* [QUOTED PASSAGE]
::::

Kurt Bluemel, a nursery owner and plants man who was called the "Johnny Appleseed of ornamental grasses," died of cancer Wednesday at Gilchrist Hospice Care in Towson. The Baldwin resident was 81.
Mr. Bluemel, who propagated and popularized willowy, straight and flowing grasses, was also known as the Grass King. His grasses filled Oprah Winfrey's garden and he created gardens for industrialist Howard Head and other Maryland figures.
He was a wholesale grower with nurseries in Baldwin, another on the Eastern Shore near Crisfield and a third in Florida near Orlando. He once supplied more than 4 million grasses for Disney's Animal Kingdom on the grounds of Disney World.
"He gave me a master class in grasses," said Paul Comstock, a Malibu, Calif., landscape architect who worked closely with Walt Disney's companies. "I went to see Kurt and said that we needed to design an East African savanna in Florida. ... When I said we would need 4 million grasses, he said, 'We can do that.'"
A native of Maffersdorf in what is now the Czech Republic, he worked as a plants apprentice in Switzerland as a young man. There he became an expert propagator and gained a knowledge of Alpine perennials and ornamental grasses.
He came to Baltimore County and Bluemount Nursery in Monkton to work for a commercial perennial grower, Richard Simon, whom he had met in Switzerland. Family members said he carried his first grasses from Europe in a suitcase.
More than 50 years ago, Mr. Bluemel supplemented his wages by digging graves at St. James Episcopal Church in Monkton.
Mr. Bluemel, who was recalled as a hard worker with an artist's vision, flowing hair and a resonant voice, started his own business in 1965.
"Over the years he sought new species and cultivated them in Maryland," according to a 2002 article in The Baltimore Sun. "His infectious salesmanship [has] spread all variety of the plumes across North America."
He said his vision was "to make America a country of gardeners, a nation of gardens."
His current wholesale plants catalog contains 1,300 varieties of grass and 730 peonies.

::::

* [RECORDS SUPPLIED]
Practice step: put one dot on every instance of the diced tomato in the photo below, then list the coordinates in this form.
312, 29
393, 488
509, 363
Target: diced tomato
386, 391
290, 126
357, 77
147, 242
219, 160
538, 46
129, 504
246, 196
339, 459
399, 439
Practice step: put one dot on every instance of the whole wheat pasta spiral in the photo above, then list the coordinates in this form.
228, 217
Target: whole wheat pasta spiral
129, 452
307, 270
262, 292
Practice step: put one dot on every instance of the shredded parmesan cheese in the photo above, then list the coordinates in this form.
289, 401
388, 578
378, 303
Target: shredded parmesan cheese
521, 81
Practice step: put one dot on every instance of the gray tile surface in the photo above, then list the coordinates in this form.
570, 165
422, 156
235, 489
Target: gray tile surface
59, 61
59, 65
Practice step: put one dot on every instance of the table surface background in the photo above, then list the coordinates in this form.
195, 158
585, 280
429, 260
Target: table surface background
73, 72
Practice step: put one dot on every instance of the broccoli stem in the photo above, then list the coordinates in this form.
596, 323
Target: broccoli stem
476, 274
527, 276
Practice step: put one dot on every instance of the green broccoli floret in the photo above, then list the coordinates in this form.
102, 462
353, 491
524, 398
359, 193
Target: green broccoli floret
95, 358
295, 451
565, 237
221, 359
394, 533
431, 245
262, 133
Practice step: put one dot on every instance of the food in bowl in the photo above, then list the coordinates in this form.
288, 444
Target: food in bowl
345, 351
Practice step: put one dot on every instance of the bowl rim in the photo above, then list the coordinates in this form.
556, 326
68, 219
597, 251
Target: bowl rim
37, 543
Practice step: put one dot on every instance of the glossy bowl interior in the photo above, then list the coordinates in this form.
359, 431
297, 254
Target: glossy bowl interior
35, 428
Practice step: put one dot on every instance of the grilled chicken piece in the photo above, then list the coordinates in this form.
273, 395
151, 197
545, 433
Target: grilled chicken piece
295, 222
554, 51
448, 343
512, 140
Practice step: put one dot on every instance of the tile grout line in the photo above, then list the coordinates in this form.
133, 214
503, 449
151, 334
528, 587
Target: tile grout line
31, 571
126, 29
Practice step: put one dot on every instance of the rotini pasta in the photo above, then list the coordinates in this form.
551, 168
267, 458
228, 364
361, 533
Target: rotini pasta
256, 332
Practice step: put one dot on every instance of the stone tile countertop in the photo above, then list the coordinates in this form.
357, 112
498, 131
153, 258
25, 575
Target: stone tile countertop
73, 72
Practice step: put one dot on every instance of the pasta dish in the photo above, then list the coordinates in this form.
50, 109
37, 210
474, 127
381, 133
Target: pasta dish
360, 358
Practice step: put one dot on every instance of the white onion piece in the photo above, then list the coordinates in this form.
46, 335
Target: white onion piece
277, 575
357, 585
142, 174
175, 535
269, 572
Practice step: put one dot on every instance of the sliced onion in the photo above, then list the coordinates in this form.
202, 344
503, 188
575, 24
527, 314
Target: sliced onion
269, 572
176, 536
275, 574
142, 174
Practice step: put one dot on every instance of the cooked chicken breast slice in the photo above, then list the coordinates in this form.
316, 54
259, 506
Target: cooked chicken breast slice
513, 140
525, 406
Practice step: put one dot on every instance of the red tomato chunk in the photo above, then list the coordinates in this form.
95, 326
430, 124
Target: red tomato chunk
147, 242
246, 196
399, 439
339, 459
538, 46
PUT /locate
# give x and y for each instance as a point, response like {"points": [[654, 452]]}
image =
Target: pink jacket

::::

In the article about Kurt Bluemel, what work did he do at St. James Episcopal Church in Monkton to supplement his wages?

He dug graves there.